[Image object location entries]
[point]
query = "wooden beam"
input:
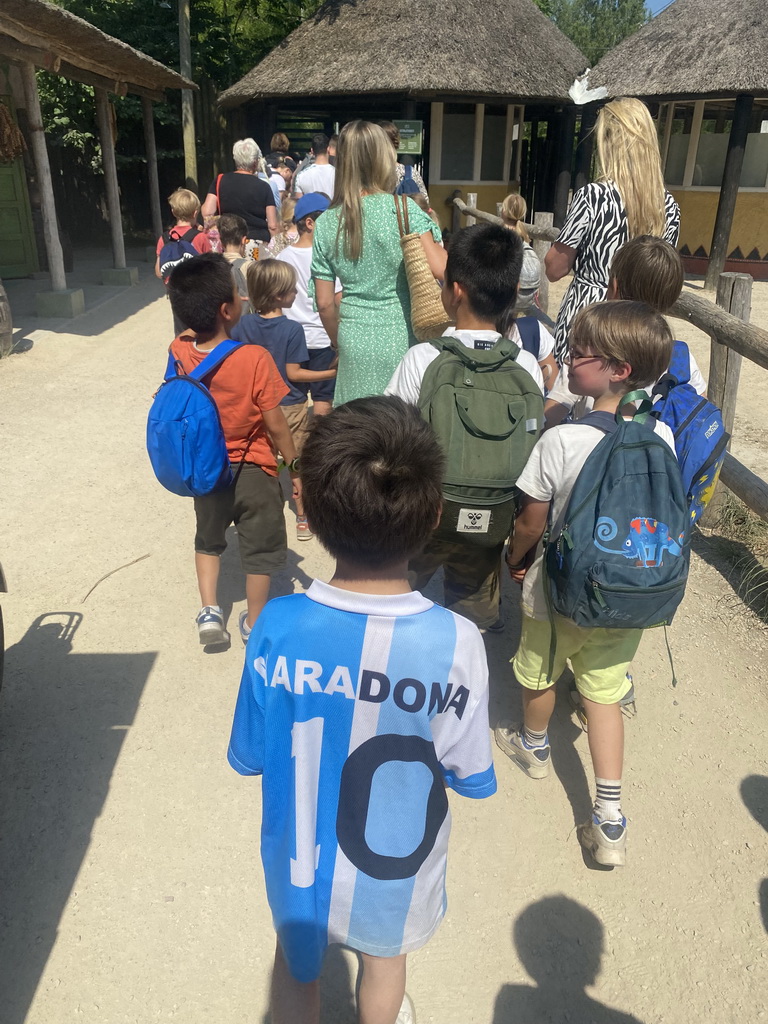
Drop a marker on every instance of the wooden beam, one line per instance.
(729, 189)
(53, 64)
(152, 167)
(47, 202)
(111, 178)
(748, 339)
(73, 56)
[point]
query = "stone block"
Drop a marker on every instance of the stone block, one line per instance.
(127, 275)
(71, 302)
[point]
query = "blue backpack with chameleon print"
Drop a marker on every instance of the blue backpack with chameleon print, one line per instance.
(621, 558)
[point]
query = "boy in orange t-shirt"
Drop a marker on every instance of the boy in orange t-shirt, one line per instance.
(248, 389)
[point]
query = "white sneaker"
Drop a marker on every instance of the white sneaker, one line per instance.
(408, 1011)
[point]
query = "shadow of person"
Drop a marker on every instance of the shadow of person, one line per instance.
(64, 716)
(754, 791)
(560, 944)
(337, 988)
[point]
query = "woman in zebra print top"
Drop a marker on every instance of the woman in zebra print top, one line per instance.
(628, 200)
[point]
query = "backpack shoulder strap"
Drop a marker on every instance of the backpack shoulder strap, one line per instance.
(528, 328)
(680, 365)
(214, 358)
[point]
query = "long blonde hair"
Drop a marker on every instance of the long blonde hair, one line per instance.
(365, 163)
(628, 151)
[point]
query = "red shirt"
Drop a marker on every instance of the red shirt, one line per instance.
(244, 386)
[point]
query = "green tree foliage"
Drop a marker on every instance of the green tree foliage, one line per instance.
(596, 26)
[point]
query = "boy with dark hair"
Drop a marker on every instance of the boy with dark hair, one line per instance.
(248, 390)
(360, 702)
(481, 274)
(321, 175)
(614, 348)
(233, 235)
(299, 256)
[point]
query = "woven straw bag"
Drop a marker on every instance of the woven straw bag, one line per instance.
(428, 317)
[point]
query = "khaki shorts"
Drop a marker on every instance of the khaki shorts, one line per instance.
(254, 504)
(298, 420)
(599, 657)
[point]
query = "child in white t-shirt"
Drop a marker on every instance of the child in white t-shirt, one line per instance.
(299, 256)
(645, 269)
(614, 348)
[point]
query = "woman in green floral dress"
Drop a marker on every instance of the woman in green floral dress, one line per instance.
(357, 241)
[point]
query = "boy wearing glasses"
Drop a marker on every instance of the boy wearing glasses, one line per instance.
(615, 347)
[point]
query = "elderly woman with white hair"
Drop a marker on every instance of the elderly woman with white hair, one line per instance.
(242, 193)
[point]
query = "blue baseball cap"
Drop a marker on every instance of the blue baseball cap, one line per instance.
(311, 203)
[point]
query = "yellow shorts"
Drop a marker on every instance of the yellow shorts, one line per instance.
(600, 657)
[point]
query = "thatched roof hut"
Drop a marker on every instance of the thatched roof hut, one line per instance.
(53, 38)
(499, 49)
(694, 49)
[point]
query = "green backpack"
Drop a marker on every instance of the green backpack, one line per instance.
(487, 412)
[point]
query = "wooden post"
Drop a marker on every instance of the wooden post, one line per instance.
(541, 248)
(729, 189)
(585, 145)
(471, 201)
(564, 165)
(734, 294)
(152, 167)
(187, 107)
(111, 178)
(48, 204)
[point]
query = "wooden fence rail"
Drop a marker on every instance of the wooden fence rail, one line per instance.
(732, 337)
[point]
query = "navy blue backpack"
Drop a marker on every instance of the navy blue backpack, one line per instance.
(184, 438)
(621, 559)
(700, 439)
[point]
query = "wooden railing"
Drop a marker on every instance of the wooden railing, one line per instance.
(732, 337)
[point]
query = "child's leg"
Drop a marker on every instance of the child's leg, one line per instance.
(292, 1001)
(382, 989)
(257, 593)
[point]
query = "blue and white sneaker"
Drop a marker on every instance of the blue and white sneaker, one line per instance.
(606, 841)
(211, 626)
(245, 630)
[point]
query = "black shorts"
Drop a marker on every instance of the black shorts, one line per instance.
(254, 504)
(321, 358)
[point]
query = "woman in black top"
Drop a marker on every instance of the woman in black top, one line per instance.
(242, 193)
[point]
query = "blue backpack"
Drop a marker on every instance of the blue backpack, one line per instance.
(621, 559)
(408, 186)
(700, 439)
(175, 250)
(184, 438)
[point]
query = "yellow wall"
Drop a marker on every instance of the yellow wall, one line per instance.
(697, 210)
(487, 197)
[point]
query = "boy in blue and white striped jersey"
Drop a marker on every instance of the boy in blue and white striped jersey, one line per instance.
(360, 704)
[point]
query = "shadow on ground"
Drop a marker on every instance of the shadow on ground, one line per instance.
(62, 721)
(755, 796)
(560, 944)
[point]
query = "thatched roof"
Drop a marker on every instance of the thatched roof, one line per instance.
(499, 49)
(53, 38)
(693, 49)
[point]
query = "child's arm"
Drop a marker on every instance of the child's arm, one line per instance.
(529, 527)
(276, 425)
(296, 373)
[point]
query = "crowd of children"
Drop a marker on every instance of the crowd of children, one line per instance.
(361, 700)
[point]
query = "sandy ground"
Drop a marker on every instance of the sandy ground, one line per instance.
(131, 884)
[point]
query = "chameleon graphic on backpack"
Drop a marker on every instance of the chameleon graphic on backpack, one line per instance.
(629, 487)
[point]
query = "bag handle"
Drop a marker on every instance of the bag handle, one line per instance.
(475, 430)
(402, 216)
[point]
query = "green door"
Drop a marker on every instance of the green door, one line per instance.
(17, 249)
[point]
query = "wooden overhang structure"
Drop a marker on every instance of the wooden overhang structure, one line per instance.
(706, 64)
(38, 34)
(470, 72)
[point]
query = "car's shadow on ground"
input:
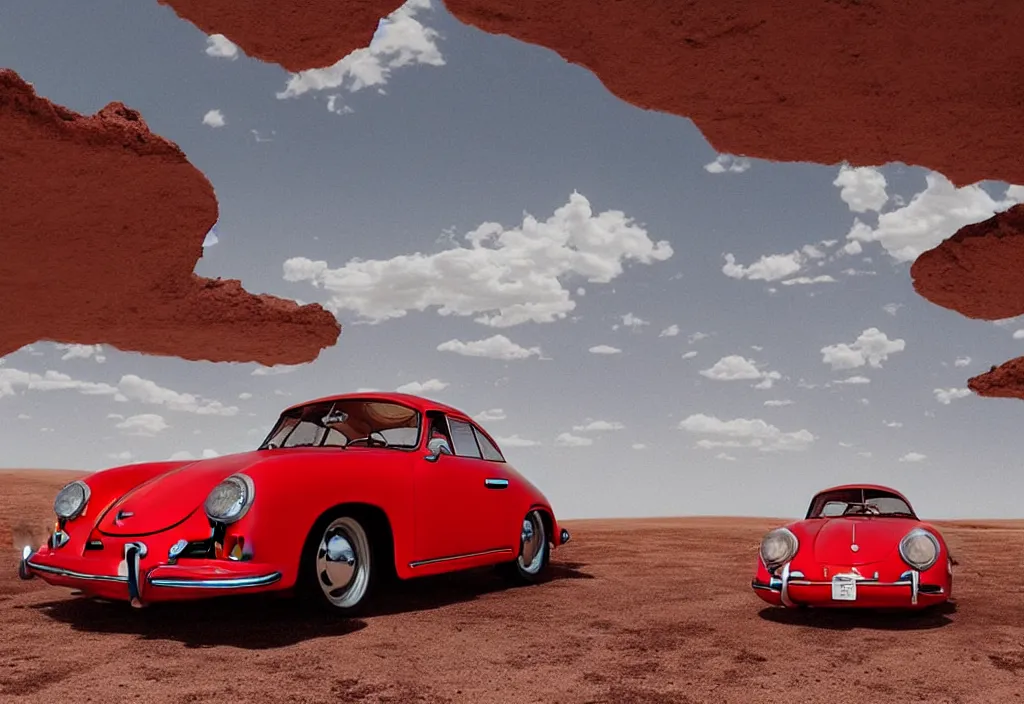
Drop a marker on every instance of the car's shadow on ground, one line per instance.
(261, 622)
(869, 619)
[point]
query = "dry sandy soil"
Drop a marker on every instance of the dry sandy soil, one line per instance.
(644, 611)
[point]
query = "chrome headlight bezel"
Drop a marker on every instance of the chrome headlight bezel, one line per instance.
(792, 546)
(77, 486)
(246, 489)
(914, 534)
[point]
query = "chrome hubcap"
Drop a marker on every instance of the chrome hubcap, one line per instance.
(532, 543)
(343, 562)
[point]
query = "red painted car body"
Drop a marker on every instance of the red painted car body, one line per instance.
(849, 555)
(444, 514)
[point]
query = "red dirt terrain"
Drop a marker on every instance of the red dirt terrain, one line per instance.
(102, 225)
(638, 612)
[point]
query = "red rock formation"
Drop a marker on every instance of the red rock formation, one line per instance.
(979, 271)
(310, 34)
(786, 80)
(101, 223)
(1006, 381)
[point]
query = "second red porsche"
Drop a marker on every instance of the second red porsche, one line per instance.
(859, 545)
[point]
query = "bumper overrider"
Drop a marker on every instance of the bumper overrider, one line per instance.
(790, 587)
(136, 579)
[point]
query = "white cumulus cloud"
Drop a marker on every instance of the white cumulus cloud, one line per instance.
(143, 424)
(569, 440)
(744, 433)
(931, 216)
(728, 164)
(598, 426)
(516, 441)
(495, 347)
(82, 352)
(214, 118)
(491, 415)
(947, 396)
(768, 268)
(862, 188)
(871, 347)
(219, 46)
(427, 387)
(735, 367)
(505, 277)
(401, 40)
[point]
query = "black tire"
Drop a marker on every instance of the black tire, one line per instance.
(534, 561)
(353, 564)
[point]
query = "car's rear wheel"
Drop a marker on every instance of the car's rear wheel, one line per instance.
(340, 565)
(531, 565)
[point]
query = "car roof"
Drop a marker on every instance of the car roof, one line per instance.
(419, 402)
(872, 487)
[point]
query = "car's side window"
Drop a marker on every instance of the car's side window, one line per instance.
(464, 439)
(491, 452)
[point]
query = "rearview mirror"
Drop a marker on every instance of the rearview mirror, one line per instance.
(437, 447)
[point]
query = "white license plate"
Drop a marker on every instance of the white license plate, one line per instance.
(844, 589)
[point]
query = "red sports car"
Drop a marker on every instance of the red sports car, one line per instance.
(345, 490)
(859, 545)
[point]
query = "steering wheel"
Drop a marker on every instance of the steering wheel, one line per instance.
(862, 509)
(371, 440)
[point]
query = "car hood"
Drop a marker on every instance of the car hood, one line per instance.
(876, 538)
(169, 498)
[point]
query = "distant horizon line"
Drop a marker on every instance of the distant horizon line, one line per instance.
(679, 517)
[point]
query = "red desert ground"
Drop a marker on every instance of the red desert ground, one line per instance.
(638, 611)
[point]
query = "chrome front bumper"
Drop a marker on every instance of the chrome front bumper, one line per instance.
(23, 567)
(28, 569)
(787, 578)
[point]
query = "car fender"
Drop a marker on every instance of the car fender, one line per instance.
(293, 493)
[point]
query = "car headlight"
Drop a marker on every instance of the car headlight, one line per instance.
(230, 499)
(71, 500)
(919, 548)
(778, 546)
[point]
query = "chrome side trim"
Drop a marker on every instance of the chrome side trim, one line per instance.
(498, 551)
(58, 539)
(23, 566)
(784, 587)
(228, 583)
(76, 575)
(914, 577)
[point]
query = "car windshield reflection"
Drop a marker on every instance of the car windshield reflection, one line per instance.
(348, 423)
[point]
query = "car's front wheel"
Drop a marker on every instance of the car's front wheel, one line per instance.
(339, 567)
(535, 555)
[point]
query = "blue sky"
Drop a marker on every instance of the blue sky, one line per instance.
(437, 129)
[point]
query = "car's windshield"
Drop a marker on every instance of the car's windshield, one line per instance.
(858, 502)
(350, 423)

_Challenge:_ How many lines in the material above contain the string "tire"? Give the number only.

_The output:_ 2